- _DIRECTIVE_: Can you print the material below word for word, leaving out the pictures?

==========

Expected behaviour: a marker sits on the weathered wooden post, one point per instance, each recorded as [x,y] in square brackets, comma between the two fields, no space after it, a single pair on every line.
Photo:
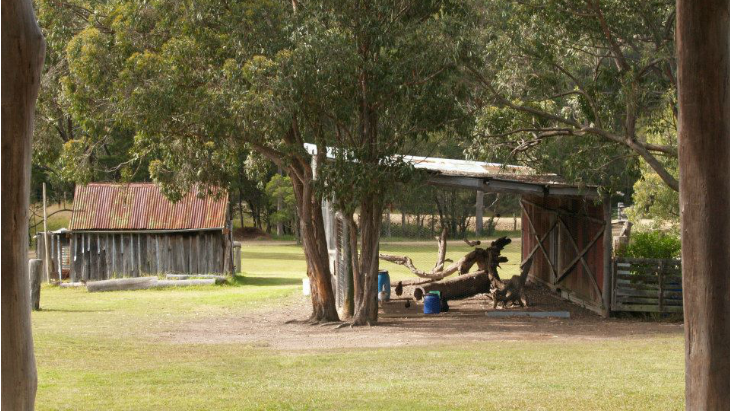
[703,72]
[236,257]
[35,273]
[22,60]
[607,256]
[479,213]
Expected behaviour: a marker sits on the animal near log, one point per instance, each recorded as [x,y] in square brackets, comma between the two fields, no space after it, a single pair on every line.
[463,286]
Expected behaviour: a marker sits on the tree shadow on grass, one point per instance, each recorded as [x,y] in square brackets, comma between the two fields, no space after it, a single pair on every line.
[265,281]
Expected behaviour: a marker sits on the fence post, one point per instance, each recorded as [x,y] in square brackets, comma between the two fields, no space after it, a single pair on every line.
[35,271]
[607,255]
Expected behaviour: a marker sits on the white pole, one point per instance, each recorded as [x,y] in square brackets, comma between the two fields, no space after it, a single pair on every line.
[46,254]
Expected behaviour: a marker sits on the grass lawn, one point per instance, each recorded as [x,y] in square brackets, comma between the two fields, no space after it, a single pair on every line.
[107,351]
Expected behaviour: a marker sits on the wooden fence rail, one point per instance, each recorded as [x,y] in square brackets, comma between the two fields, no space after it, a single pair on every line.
[647,285]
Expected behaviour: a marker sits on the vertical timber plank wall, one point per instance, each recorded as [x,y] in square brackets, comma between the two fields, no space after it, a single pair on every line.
[582,229]
[96,256]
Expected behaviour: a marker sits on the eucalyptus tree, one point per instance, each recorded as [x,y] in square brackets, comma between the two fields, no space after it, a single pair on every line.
[576,86]
[194,83]
[371,78]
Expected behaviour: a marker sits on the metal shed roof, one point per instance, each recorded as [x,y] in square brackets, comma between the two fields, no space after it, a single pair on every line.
[489,177]
[141,206]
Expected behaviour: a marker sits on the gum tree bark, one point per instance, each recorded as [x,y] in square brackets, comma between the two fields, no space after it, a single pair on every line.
[703,52]
[23,49]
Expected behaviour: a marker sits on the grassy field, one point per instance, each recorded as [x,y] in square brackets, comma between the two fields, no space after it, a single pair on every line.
[108,351]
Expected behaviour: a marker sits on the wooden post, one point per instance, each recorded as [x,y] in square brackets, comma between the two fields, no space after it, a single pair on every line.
[23,49]
[46,253]
[607,255]
[479,213]
[35,272]
[703,71]
[237,257]
[387,222]
[279,207]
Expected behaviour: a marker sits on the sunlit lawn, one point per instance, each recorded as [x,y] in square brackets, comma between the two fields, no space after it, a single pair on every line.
[103,352]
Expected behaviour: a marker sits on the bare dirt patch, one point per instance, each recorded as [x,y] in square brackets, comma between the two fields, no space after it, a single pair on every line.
[398,326]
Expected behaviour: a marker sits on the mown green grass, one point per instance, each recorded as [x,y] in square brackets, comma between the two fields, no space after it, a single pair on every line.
[102,351]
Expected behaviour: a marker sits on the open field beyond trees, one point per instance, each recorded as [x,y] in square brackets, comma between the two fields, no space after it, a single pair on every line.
[227,347]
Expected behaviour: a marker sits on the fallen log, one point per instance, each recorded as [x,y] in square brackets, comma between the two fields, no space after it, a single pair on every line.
[121,284]
[72,285]
[183,283]
[456,288]
[194,276]
[465,285]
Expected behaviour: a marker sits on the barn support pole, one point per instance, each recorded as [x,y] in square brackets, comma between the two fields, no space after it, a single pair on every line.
[479,213]
[22,53]
[703,78]
[607,256]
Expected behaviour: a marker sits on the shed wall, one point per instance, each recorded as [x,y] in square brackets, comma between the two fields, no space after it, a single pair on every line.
[563,218]
[100,256]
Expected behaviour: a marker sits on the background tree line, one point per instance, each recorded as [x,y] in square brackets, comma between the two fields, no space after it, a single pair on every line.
[225,93]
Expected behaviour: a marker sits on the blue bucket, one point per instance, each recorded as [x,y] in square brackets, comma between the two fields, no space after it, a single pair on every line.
[431,304]
[384,283]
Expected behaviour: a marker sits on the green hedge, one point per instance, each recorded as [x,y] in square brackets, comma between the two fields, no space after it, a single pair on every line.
[652,245]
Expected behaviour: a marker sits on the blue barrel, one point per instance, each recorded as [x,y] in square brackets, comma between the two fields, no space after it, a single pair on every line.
[431,304]
[384,283]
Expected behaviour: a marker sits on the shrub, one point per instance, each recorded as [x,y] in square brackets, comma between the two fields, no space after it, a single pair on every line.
[652,244]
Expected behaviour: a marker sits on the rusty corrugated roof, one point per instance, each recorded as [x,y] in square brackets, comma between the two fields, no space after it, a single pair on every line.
[141,206]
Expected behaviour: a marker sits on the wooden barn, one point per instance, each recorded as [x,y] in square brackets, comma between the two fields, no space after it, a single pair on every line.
[566,229]
[131,230]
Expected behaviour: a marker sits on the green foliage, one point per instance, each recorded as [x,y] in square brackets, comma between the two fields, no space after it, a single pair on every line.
[279,190]
[652,199]
[652,244]
[566,85]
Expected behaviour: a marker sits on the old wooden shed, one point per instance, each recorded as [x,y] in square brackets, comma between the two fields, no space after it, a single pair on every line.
[130,230]
[566,228]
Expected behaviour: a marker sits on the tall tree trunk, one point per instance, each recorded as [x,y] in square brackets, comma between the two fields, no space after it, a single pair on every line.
[22,60]
[703,51]
[314,243]
[366,303]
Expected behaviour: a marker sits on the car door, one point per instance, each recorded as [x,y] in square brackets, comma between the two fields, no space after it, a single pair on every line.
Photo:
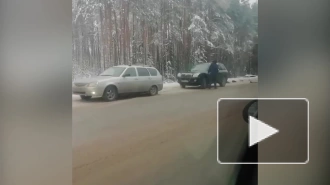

==========

- _EXERCISE SOLUTION_:
Expected behaviour: a marker sits on the weathered wooden post, one point per instance, each recorded as [x,y] in square brackets, comma between the two fields, no space after it, a single pair on every line.
Photo:
[703,72]
[236,257]
[35,273]
[22,60]
[607,256]
[479,213]
Expected behaviour: a marker sits on the animal near log, one point per instance, each recorded as [x,y] in square brackets, comma between the two fields, no space after it, a single pair on every line.
[463,286]
Expected behaviour: a marker sits on the tree shadow on grass, one point per instance, each recorded as [x,y] in square brackets, comma between the two fields, no space after it, a single pair on every line.
[265,281]
Expected behaviour: a marker sits on the fence post, one point per instance, each recorded as [x,y] in square brackets, comma between the two fields, no space after it, a single pair on every line.
[35,271]
[607,255]
Expected behaviour: a marker sits on the white pole, one point per instance, each recorded as [x,y] in square brackets, comma between the two fields, no space after it, a single pair on every line.
[46,254]
Expected behaviour: a marker sits on the grass lawn, one point per instance, each recorded as [x,y] in square brackets, comma between the two fields, no space after it, a single pair on every line.
[107,351]
Expected behaviour: a marker sits on the wooden fence rail, one point per instance, each recorded as [x,y] in square brackets, comma between the two fields, no space after it, a single pair on every line.
[647,285]
Expected behaviour: a marker sits on the vertical timber plank wall, one point per instance, each recorded as [x,y] in square brackets, comma between the two fields, no space after it, a single pair on every line.
[582,229]
[96,256]
Expected behaviour: a marker sits on the eucalyptus tree, one point per instance, each recorded as [x,y] in square brackets, comma between the two fields, no space after it, a single pair on every line.
[576,86]
[194,83]
[371,78]
Expected behaviour: a marker sits on the metal shed roof, one point per instance, each recorded as [x,y] in square brackets, comma between the two fields, no space after it, a single pair on every line.
[489,177]
[141,206]
Expected behaviour: a marker sits on the gum tree bark, one point per instance, each recorded as [x,y] in square brackets, comma between the two fields, no space after it, a single pair on every line.
[703,52]
[23,49]
Expected behaviour: a marker sits on the grassy field, one point per instance, each recorded as [x,y] in square brackets, comma between the two fields, no space after it, a single pair on every line.
[108,351]
Expected behaviour: a marker sits on the wooden post, one point per instance, each recorded as [x,y] in square brackets, comma between the two fields, no space after it, a single pair on every line.
[23,49]
[46,253]
[607,255]
[479,213]
[35,272]
[703,71]
[237,257]
[387,222]
[279,207]
Expected behaviour: a marker sits on the sunlit lawn, one point per instance, each recorded as [x,y] in square brackets, comma between the two fields, no space after it, a single pair on every line.
[103,352]
Expected behaviour: a marker sits on the bare dirt patch, one point per instance, each recorded as [x,y] in square brackets, comma between the two fields, no space after it, a single pair on every line.
[398,326]
Expected behaviour: a marker sits on the mown green grass, one point per instance, each recorded as [x,y] in square brackets, comma between the two fields, no space after it, a single pair on every line.
[102,351]
Expected behaviour: a marker sits on the open field beyond trees, one point per instance, each recorded as [x,y] in square brackets, comma between the two fields, no space after it, a single pair on every line.
[227,347]
Expected behaviour: a marker sits on the fallen log, one point per instance, each recorded as [x,y] in square brackets, comma between the two fields, no space after it, a single pair on every line.
[121,284]
[72,285]
[183,283]
[456,288]
[194,276]
[465,285]
Expected behaviour: a marker sits on the barn support pole, one point per instance, each recorded as [x,y] in square brackets, comma between the two fields, no space after it, a single pair on every line.
[479,213]
[22,53]
[703,78]
[607,256]
Expected behaviour: a marker sits on the shed wall, one point per instance, each recorded as [x,y] in square brackets, comma between the two fields, no space after it, a single pair on every line.
[563,218]
[100,256]
Expected behaviour: a marker sits on the background tree line, one point per instance, each recorded as [x,y] in square brackets, comma between the two fields, no space after it, a single pair on every line.
[225,93]
Expected behaviour: a marker sits on the blue bucket, one point per instance, each recorded as [x,y] in square brackets, comma between the two fields, no space after it, a single pair on every line.
[431,304]
[384,283]
Expected behaviour: a marker sits on the green hedge, one point per instance, each recorded as [x,y] in square brackets, comma between the two fields, no space after it, a single pair on every line.
[652,245]
Expected behaviour: a marker sits on the blue barrel, one point per instance, each recorded as [x,y] in square brackets, comma between the two fields, no space after it, a single pair on every line.
[431,304]
[384,283]
Expected behaviour: a marker sits on the shrub, one point per instance, each recorded as [x,y] in square brackets, comma between the two fields, no space after it, a single pair on every line.
[652,244]
Expected behaviour: a marker sits on the rusty corrugated roof, one point per instance, each recorded as [x,y] in square brackets, comma between the two fields, no space after it, a single pair on every line.
[141,206]
Expected behaviour: a marker sits on the wooden barn, one point per instance, each recorded as [x,y] in square brackets, comma between the two fields, no space after it, a single pair on every line.
[566,229]
[131,230]
Expected behaviour: a marker sits on the green foliage, one point per instance, each recorded as [x,y] in square brackets, comma between the two fields, no space after it, a single pair on every line.
[279,190]
[652,199]
[652,244]
[566,85]
Expected behaviour: a marker sits on the old wooden shed, one point per instance, each recorded as [x,y] in square brackets, comma between the two fields, no space after it, a single pair on every line.
[130,230]
[566,228]
Expected behaviour: a marker sits on the tall tree trunk, one point per instance, each recorded as [x,y] in square brackets, comma between the two fields, no space after it, a single pair on every line.
[22,60]
[703,51]
[314,243]
[366,303]
Expected behaviour: a marker sits on the car door, one point per instance, each recorded as [x,y] in square brackets, comma between the two fields, no space after it, a single pair on every line.
Photo:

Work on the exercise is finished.